### Passage for review
++++++

Boris Johnson to publish defence of his behaviour over Partygate as he faces grilling by MPs
Boris Johnson will publish detailed defence of his behaviour over Partygate as he faces grilling by MPs this week – with blurred photos inside No10 set to form backbone of his case
- The ex-PM is set to argue he received clear advice gatherings were within rules
- He could also question the fairness of the Commons Privileges Committee
Boris Johnson is planning to publish a detailed defence of his behaviour over Partygate before he is grilled by MPs on Wednesday, The Mail on Sunday has learned.
The former Prime Minister has compiled a comprehensive legal case, arguing that he received clear advice at the time that lockdown gatherings in Downing Street were within Covid rules, which will be made public in the coming days.
His defence is also expected to call into question the fairness of the Commons Privileges Committee, which could decide his political fate when it questions him.

++++++

Records taken from a dataset
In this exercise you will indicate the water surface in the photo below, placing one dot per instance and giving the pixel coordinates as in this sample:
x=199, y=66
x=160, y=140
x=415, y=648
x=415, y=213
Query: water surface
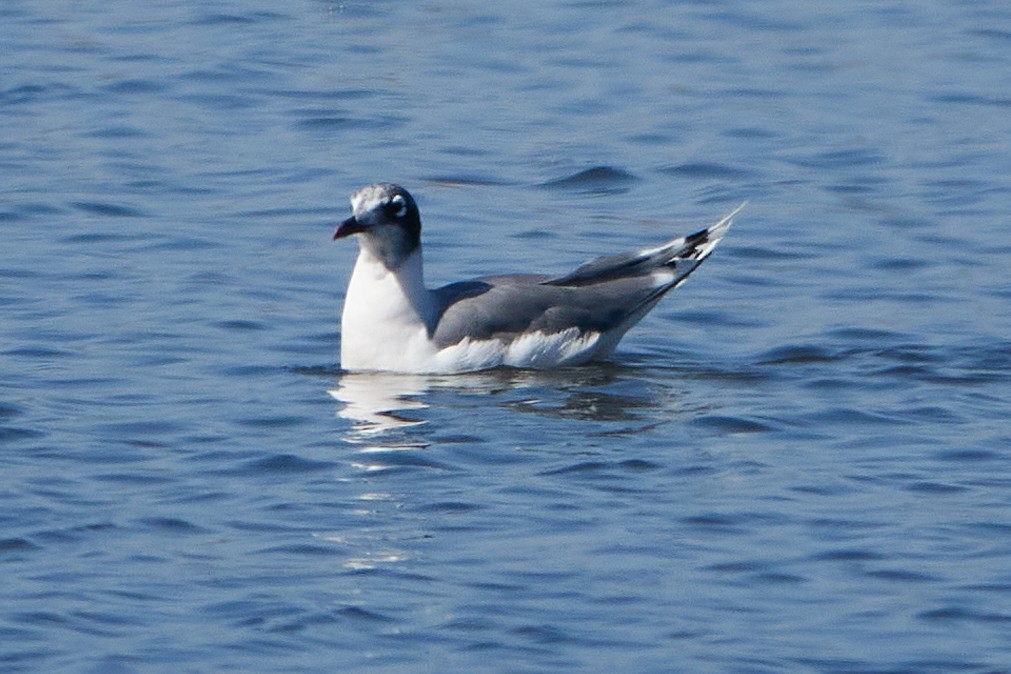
x=799, y=462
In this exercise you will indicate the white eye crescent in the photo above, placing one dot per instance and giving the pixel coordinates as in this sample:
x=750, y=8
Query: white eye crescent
x=401, y=205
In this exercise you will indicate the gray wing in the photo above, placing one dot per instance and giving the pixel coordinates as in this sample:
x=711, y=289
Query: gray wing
x=607, y=293
x=502, y=307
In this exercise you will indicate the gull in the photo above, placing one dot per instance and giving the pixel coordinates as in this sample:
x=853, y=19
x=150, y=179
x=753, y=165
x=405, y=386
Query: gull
x=392, y=322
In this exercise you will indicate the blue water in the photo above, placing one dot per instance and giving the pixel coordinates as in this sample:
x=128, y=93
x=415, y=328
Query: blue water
x=800, y=462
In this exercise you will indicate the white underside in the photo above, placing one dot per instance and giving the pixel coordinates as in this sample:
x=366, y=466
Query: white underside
x=386, y=320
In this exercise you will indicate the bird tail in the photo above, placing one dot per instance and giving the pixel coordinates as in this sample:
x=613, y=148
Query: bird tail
x=673, y=260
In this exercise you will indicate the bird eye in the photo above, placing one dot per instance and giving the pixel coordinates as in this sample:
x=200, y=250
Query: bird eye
x=398, y=205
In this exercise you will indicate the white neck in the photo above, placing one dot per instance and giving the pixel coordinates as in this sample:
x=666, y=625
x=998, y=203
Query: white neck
x=387, y=315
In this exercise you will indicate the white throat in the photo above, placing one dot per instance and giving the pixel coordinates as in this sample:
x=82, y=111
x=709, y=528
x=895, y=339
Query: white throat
x=388, y=315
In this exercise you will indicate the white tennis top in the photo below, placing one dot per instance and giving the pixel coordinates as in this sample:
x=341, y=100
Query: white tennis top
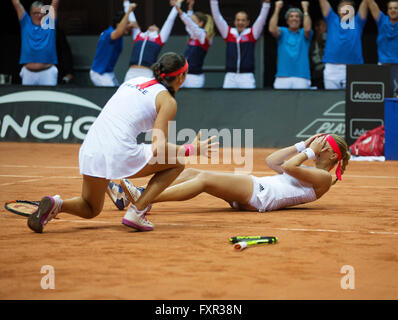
x=280, y=191
x=110, y=149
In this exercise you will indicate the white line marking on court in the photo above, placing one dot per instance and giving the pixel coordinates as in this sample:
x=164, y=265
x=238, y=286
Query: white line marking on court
x=35, y=166
x=226, y=171
x=218, y=226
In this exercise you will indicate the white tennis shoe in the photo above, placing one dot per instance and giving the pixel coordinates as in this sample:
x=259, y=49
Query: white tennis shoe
x=117, y=195
x=48, y=209
x=137, y=219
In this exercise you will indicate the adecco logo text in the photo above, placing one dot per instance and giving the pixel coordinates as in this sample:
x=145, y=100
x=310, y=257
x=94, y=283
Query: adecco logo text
x=68, y=124
x=367, y=91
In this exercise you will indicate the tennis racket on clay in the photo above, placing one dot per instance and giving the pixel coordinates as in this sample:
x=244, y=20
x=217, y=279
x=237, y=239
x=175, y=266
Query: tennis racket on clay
x=234, y=240
x=241, y=243
x=22, y=207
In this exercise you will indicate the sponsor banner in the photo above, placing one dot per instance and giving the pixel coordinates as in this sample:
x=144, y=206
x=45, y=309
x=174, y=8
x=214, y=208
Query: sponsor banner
x=367, y=87
x=42, y=115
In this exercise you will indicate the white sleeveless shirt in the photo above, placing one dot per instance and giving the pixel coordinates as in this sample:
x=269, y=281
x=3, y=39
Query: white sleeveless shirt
x=110, y=149
x=280, y=191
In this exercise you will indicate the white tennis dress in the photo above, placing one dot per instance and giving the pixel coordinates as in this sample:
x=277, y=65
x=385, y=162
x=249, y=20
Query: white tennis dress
x=280, y=191
x=110, y=149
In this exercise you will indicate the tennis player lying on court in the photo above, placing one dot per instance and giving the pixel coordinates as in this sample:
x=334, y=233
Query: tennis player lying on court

++++++

### Required tasks
a – According to the Partygate article, on which day will Johnson be grilled by MPs?
b – In the Partygate article, on what basis does Johnson claim the Downing Street gatherings were acceptable, and what is set to form the backbone of his case?
c – Pick up the Partygate article after its final sentence and continue it.

### Outputs in order
a – Wednesday.

b – He argues that he received clear advice at the time that the lockdown gatherings in Downing Street were within Covid rules. Blurred photos from inside No10 are set to form the backbone of his case.

c –
Photos of Mr Johnson and Cabinet Secretary Simon Case surrounded by Downing Street staff – the other faces blurred for anonymity – form the core of his defence that he did not intentionally mislead the House over Covid-era parties at No 10.
Sources claim that none of the more than two dozen No 10 staff who have given evidence to the committee – many of them featured in the photographs – have told the MPs that they believed they were breaking the rules.
SPEECH: Official photo of Mr Johnson’s birthday in June 2020. No10 blurred the faces of other staff, except Simon Case
Boris Johnson pictured here at the gathering in No10 on June 19, 2020, with the then-Chancellor Rishi Sunak
Mr Johnson is also likely to argue that the gatherings were held to try to boost morale in No 10 which had been hit by waves of illness and which contributed to a stressful working environment.
A source said: ‘People were dropping like flies. People were working long hours under stressful conditions, and Boris wanted them to stay cheerful and motivated.
‘Those people in the pictures used the same offices and the same bathrooms, opened the same doors, used the same printers, photocopiers and phones and breathed the same air in that unventilated Victorian building for 16 hours a day.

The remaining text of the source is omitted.